Случайно я только что купил учебник ботаники Томме. Там в рисунках была изображена почка и ее эволюция с начала и до момента, когда листок расправляется, разорвав почелистики.
- Это какое-нибудь последнее исследование? - спросил Нотович. Вместо ответа я указал на обертку учебника.
Тема о жалком ничтожестве точных наук была постоянным коньком Нотовича. В течение нескольких недель в воскресном прибавлении к "Новостям" он печатал фельетоны (кажется, написанные Гиероглифовым), в которых доказывалось, что наше юношество в школах пичкают под видом, например, физики всякими предрассудками. Один из таких предрассудков состоит в том, будто... воздух имеет вес. Автор изощрялся в остроумии, анализируя и опровергая эту, по его словам, явную нелепость *.
- А ведь ловко, не правда ли? Какой, в самом деле, чушью набивают головы наших детей эти естественники и физики,- сказал Нотович с таким же самодовольством, с каким читал роман Гиллина. Я сказал ему, что вся эта "критика" основана на полнейшем незнакомстве с теми учебниками, которые автор старается опровергнуть, и тут же доказал это на нескольких убедительных примерах.
- Ну что ж...- согласился Нотович.- Все-таки это остроумно, это будит мысль...
- Да,- ответил я,- но если это подхватят в фельетоне "Биржевых ведомостей", то-то достанется вам...
Это соображение произвело очевидное действие. Нотович сел к столу и приписал в выноске: "Ответственность за аргументацию редакция возлагает на автора". Эти курьезные фельетоны и эту приписку редакции любознательный библиограф может, вероятно, найти и теперь в публичной библиотеке.

* **ИСХОДНЫЕ ДАННЫЕ**
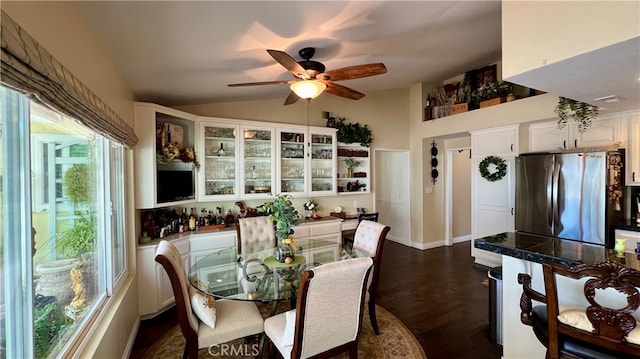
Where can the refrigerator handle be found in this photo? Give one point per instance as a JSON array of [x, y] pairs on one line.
[[555, 187]]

* **ЗАДАНИЕ**
Выведите фрагмент текста о Нотовиче целиком, слово в слово и без каких-либо изменений. Строки никак не связаны с фрагментом текста.

* **ОТВЕТ**
Случайно я только что купил учебник ботаники Томме. Там в рисунках была изображена почка и ее эволюция с начала и до момента, когда листок расправляется, разорвав почелистики.
- Это какое-нибудь последнее исследование? - спросил Нотович. Вместо ответа я указал на обертку учебника.
Тема о жалком ничтожестве точных наук была постоянным коньком Нотовича. В течение нескольких недель в воскресном прибавлении к "Новостям" он печатал фельетоны (кажется, написанные Гиероглифовым), в которых доказывалось, что наше юношество в школах пичкают под видом, например, физики всякими предрассудками. Один из таких предрассудков состоит в том, будто... воздух имеет вес. Автор изощрялся в остроумии, анализируя и опровергая эту, по его словам, явную нелепость *.
- А ведь ловко, не правда ли? Какой, в самом деле, чушью набивают головы наших детей эти естественники и физики,- сказал Нотович с таким же самодовольством, с каким читал роман Гиллина. Я сказал ему, что вся эта "критика" основана на полнейшем незнакомстве с теми учебниками, которые автор старается опровергнуть, и тут же доказал это на нескольких убедительных примерах.
- Ну что ж...- согласился Нотович.- Все-таки это остроумно, это будит мысль...
- Да,- ответил я,- но если это подхватят в фельетоне "Биржевых ведомостей", то-то достанется вам...
Это соображение произвело очевидное действие. Нотович сел к столу и приписал в выноске: "Ответственность за аргументацию редакция возлагает на автора". Эти курьезные фельетоны и эту приписку редакции любознательный библиограф может, вероятно, найти и теперь в публичной библиотеке.